* [Çözülecek Görevler]
A – Ahıska Türklerinin sürgününü konu alan metinde adı geçen bütün kişileri listeleyin.
B – Ahıska sürgünü metnindeki "Bu sözler, sürgüne giderken on yaşında olan Allahverdi Piriyev’a aittir." cümlesini İngilizceye çevirin.

──────── Gösterilen Metin

Seyfeddin Buntürk, Rus-Türk Mücadelesinde Ahıska Türkler kitabında aynen şu ifadeye yer vermektedir; ‘’15 Kasım 1944’de Gürcistan SSC Devlet Güvenlik Halk Komiseri Rapava’nın  Borjom’dan Moskova’ya SSCB İçişleri Halk Komiseri L. P. Beriya’ya  gönderdiği telgrafta 15 Kasım’da saat 18’e kadar 26.951 kişinin trenlere bindirildiği, 3 trenin yola çıktığı, geriye kalanların ise toplu halde beklediği bildirilmiştir.”  Yine aynı kitabın başka bir yerinde “1944 yılı Kasım ayının 14’ünü 15’ine bağlayan gece saat 12’de, önceden sınırları takviye amacıyla bölgeye yerleştirilmiş askerler tarafından bütün evlerin kapıları çalınmış, halk gece yarısı evlerinden dışarı çıkarılmıştır.” ifadesine yer verilmiştir. Dikkatinizi çekerim belgede şu ifadeler geçmektedir: “Tahliye işlemlerine hazırlık tedbirleri, bu yılın 20 Eylül-15 Kasım tarihleri arasında alınmıştır.’’ Bu belgeler ki, 28 Kasım 1944’de Beria tarafından Stalin’e gönderilen rapordur. Yani kısacası 20 Eylülden itibaren 15 Kasıma kadar sürgün için bütün önlemler alınmış ve sürgün ise 15 Kasım’da gerçekleştirmiştir. 

Sevil Piriyeva ve Allahverdi Piriyev’anın birlikte hazırlamış oldukları Ata Yurdum Ahıska kitabındaki şu ifadeleri de sizlerle paylaşmak isterim: “Eğer benim elimde olsa idi, 15 Kasım gününü takvimlerden silip yok ederdim. Çünkü koç(kasım) ayının 15. günü bizim Ahıska Türkleri için en ağır gündür.  Saat 6’dan saat 8’e kadar beş ilçede Türk soyu kalmadı. Dağı taşı titreten Sudabekir arabaları ve eli silahlı askerlerin sesi elleri bürüdü. İki saat sonra köyde uluyan it, kişneyen at, meleyen mal-koyun kaldı.” Bu sözler, sürgüne giderken on yaşında olan Allahverdi Piriyev’a aittir. Bu kitabın başka bir yerinde şu ifadeler var: “1944-cü Yılın 15 Kasım günü, gece saat 00.00’da sınırlara yerleştirilmiş binlerle silahlı Rus askerleri Ahıskalıları evlerine girdiler. İki saat içinde hiçbir bilgisi olmayan halkı Sudabekir kamyonlarına doldurdular.

────────────────
──────── Veri Girdileri

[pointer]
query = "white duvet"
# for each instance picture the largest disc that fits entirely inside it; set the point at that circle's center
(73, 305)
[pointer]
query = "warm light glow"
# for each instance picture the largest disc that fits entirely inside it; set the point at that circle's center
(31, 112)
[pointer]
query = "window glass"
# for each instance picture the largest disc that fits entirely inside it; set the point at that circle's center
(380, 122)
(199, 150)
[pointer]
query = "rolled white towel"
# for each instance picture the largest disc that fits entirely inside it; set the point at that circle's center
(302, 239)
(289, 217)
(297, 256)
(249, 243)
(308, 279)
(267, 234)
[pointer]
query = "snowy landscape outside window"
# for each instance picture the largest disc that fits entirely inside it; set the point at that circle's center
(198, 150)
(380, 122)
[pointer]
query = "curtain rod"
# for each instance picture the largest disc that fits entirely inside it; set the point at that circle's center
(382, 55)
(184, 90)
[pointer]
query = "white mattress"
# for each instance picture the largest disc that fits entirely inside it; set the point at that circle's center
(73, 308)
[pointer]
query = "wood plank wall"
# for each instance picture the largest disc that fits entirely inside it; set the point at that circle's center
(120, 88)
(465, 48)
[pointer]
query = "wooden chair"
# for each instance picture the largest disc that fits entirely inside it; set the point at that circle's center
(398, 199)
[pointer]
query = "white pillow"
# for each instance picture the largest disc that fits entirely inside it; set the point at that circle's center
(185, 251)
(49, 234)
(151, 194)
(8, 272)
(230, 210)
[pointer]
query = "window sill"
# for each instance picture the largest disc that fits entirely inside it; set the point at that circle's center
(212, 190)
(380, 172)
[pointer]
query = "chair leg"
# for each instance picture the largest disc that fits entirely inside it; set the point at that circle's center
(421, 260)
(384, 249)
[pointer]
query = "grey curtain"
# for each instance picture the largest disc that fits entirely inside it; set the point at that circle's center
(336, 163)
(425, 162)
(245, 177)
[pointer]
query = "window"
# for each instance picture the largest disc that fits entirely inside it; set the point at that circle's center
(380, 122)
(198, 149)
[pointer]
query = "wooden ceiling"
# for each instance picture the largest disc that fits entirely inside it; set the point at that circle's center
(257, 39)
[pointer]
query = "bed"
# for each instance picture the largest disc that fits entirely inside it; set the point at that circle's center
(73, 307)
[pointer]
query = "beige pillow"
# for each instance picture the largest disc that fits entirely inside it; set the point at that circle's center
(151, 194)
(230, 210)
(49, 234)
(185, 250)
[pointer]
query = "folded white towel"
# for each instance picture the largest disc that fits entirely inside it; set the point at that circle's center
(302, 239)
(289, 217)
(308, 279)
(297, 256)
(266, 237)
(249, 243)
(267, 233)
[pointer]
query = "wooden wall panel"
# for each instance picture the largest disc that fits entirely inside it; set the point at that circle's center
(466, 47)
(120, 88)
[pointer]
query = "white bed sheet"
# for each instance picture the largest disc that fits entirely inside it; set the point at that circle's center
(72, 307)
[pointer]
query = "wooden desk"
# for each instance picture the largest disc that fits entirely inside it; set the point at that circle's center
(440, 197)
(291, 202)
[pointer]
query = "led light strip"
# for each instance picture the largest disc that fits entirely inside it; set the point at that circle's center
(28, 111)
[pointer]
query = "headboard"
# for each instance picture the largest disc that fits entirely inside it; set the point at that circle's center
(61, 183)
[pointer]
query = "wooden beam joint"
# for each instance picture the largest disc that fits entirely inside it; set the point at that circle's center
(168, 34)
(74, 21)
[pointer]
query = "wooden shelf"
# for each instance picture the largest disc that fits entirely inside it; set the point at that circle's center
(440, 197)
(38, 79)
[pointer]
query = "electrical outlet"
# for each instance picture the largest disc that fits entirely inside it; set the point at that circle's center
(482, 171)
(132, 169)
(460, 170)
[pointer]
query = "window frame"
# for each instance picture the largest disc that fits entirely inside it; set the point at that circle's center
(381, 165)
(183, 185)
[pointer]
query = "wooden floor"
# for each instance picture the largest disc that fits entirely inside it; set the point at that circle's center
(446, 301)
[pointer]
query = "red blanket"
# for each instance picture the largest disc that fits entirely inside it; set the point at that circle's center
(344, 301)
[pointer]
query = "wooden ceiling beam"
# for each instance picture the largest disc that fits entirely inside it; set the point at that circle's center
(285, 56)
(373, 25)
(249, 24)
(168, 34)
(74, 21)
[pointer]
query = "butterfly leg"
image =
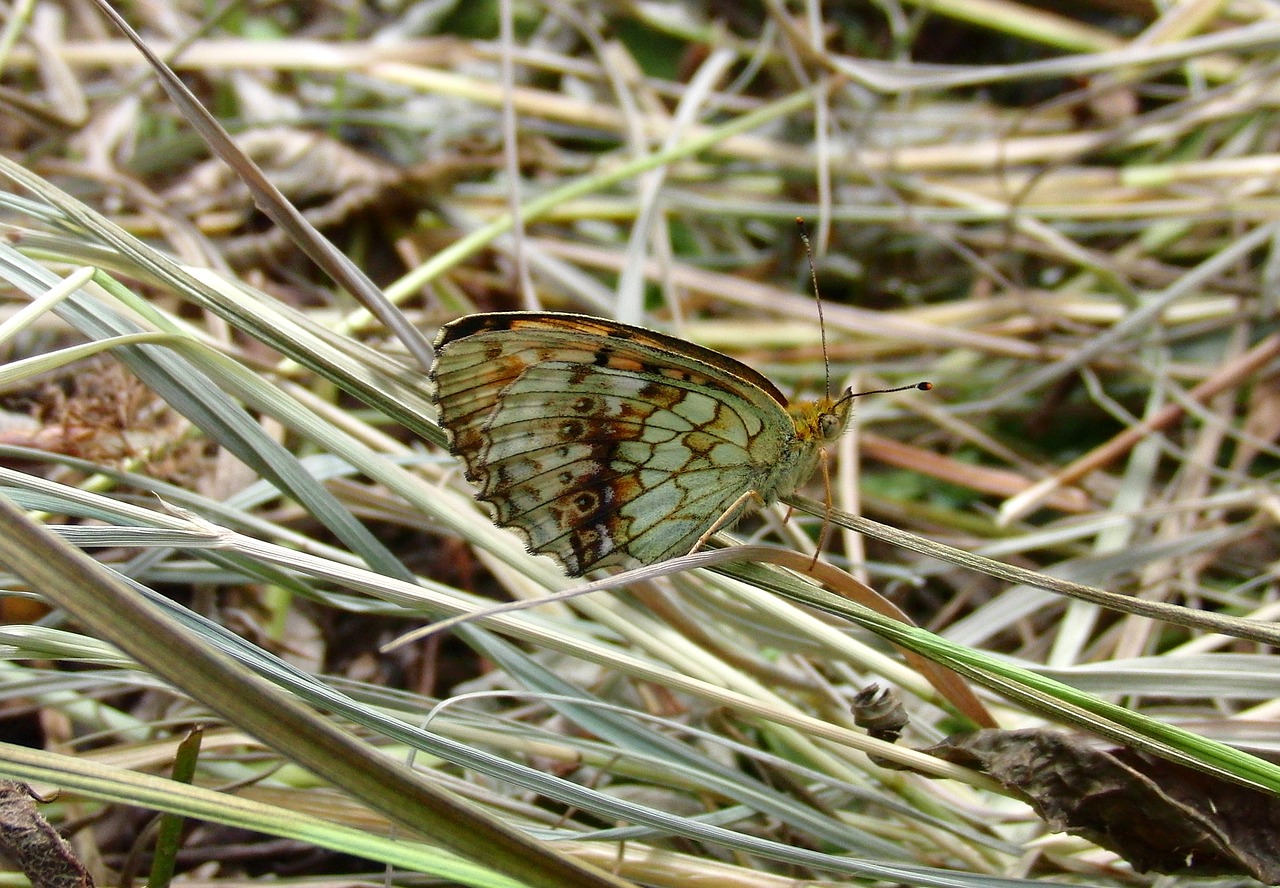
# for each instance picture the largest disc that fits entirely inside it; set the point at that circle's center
(727, 517)
(826, 517)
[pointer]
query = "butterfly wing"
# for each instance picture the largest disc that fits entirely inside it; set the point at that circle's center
(602, 443)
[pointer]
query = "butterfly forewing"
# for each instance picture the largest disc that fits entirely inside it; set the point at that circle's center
(607, 444)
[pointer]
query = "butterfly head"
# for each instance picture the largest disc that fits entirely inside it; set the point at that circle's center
(822, 420)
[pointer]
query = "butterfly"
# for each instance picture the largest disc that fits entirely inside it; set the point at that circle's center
(606, 444)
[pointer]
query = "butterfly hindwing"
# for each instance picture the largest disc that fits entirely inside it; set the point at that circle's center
(602, 443)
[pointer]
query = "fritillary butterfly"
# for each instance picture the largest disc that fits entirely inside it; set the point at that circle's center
(606, 444)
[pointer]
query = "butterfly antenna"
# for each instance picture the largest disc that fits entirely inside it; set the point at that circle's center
(817, 297)
(918, 387)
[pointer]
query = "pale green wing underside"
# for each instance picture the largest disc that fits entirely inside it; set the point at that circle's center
(609, 448)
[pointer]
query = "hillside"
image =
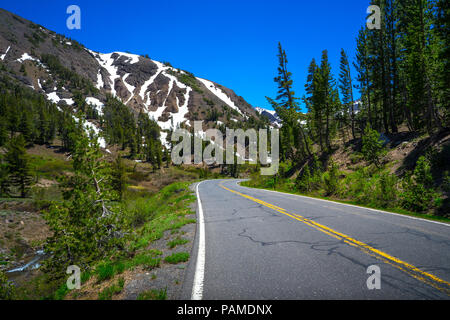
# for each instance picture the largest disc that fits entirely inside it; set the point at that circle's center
(67, 73)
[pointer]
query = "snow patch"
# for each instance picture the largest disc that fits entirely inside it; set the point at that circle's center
(97, 104)
(4, 55)
(25, 57)
(219, 94)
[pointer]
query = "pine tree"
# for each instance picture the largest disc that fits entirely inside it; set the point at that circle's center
(287, 109)
(327, 97)
(4, 179)
(87, 221)
(118, 180)
(345, 84)
(18, 164)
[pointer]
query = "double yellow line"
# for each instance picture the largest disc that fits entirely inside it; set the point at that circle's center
(413, 271)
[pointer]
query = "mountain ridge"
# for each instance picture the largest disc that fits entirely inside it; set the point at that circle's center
(170, 96)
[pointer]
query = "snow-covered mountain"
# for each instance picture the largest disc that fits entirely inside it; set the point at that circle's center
(273, 117)
(35, 56)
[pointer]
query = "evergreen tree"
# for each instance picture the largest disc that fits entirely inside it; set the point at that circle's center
(86, 226)
(118, 180)
(345, 84)
(18, 164)
(287, 109)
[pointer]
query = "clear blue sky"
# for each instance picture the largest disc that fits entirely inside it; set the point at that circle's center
(230, 42)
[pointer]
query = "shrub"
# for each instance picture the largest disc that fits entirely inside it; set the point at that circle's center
(153, 295)
(108, 292)
(372, 146)
(331, 179)
(387, 190)
(417, 192)
(7, 289)
(177, 258)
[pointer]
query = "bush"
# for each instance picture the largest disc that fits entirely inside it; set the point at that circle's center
(153, 295)
(387, 190)
(372, 146)
(177, 258)
(417, 192)
(7, 289)
(331, 179)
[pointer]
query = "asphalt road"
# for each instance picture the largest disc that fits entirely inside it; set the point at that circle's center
(259, 244)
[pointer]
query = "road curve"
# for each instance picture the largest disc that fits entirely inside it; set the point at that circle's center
(259, 244)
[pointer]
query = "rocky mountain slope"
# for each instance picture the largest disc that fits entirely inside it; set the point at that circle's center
(43, 60)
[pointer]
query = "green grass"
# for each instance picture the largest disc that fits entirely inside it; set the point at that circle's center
(153, 295)
(177, 257)
(50, 167)
(149, 217)
(176, 242)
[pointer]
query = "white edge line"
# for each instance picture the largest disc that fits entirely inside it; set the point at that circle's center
(197, 288)
(350, 205)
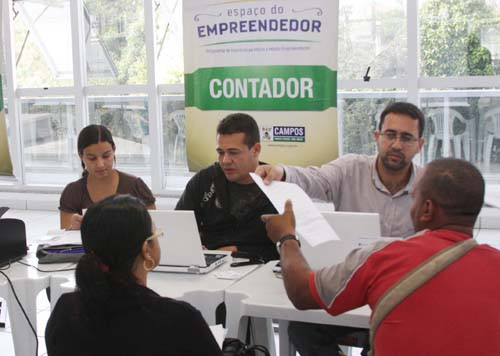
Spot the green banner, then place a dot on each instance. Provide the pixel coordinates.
(287, 87)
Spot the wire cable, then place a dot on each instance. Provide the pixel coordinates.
(22, 309)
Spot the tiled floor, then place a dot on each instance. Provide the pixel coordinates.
(37, 225)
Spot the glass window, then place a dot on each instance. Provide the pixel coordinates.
(168, 41)
(48, 140)
(43, 43)
(372, 33)
(459, 38)
(128, 120)
(115, 42)
(174, 141)
(472, 130)
(360, 115)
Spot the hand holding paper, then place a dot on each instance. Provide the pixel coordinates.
(278, 226)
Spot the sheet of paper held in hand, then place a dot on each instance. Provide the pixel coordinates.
(60, 237)
(310, 224)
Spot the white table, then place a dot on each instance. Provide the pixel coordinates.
(262, 295)
(203, 291)
(28, 283)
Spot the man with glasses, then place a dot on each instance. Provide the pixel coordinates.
(377, 184)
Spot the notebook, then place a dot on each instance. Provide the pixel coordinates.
(181, 249)
(350, 228)
(12, 241)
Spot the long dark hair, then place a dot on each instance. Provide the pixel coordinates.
(113, 233)
(90, 135)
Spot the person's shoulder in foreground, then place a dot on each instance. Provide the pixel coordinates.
(447, 200)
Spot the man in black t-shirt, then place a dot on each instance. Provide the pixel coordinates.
(226, 201)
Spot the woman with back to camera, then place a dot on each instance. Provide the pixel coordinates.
(100, 179)
(113, 312)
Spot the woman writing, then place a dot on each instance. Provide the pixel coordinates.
(96, 149)
(113, 312)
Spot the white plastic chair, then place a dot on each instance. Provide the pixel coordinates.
(492, 130)
(437, 118)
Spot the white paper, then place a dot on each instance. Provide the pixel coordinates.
(219, 333)
(310, 224)
(62, 237)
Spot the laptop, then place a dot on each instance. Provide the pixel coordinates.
(3, 210)
(350, 228)
(181, 249)
(12, 241)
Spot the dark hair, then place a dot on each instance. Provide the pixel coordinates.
(455, 185)
(113, 233)
(404, 108)
(92, 134)
(239, 122)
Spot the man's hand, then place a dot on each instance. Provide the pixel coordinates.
(76, 222)
(269, 173)
(279, 225)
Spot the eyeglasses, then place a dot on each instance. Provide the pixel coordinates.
(404, 138)
(158, 233)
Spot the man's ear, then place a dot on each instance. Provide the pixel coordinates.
(421, 143)
(146, 249)
(256, 148)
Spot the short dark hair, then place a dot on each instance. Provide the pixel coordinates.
(455, 185)
(240, 122)
(403, 108)
(113, 232)
(91, 135)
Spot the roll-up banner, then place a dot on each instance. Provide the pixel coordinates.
(274, 60)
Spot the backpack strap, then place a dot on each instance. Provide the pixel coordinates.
(415, 279)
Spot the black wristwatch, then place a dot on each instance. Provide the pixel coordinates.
(286, 238)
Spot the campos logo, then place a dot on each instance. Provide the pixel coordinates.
(289, 133)
(266, 134)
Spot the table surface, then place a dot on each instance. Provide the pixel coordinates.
(257, 293)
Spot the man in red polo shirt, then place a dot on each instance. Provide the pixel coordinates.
(455, 313)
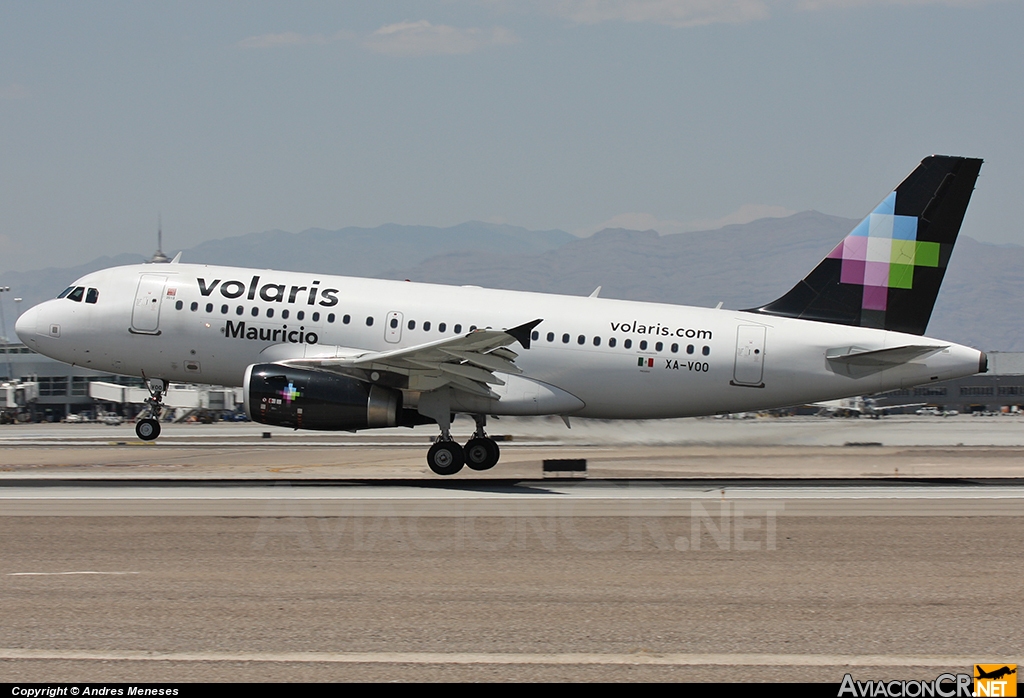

────────────────

* [Görevlere Göre Yanıtlar]
A –
- Seyfeddin Buntürk
- Rapava
- L. P. Beriya (Beria)
- Stalin
- Sevil Piriyeva
- Allahverdi Piriyev

B – These words belong to Allahverdi Piriyev, who was ten years old when sent into exile.